WHAT THIS TASK INVOLVES => Output every line of the items below as a numbered list, skipping blank lines and omitting the pictures.

-------- DATA FOR PROCESSING --------

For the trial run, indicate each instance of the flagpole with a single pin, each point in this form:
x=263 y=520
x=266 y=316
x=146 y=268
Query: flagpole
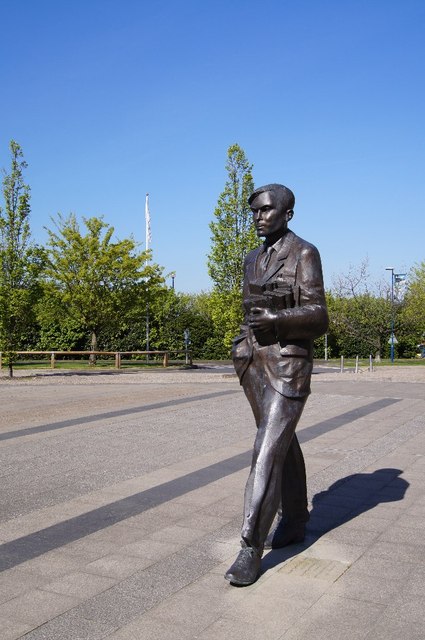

--------

FULL ANSWER =>
1. For the trial run, indicate each instance of the flagpole with a single pin, each point in this form:
2. x=263 y=520
3. x=266 y=316
4. x=146 y=268
5. Query: flagpole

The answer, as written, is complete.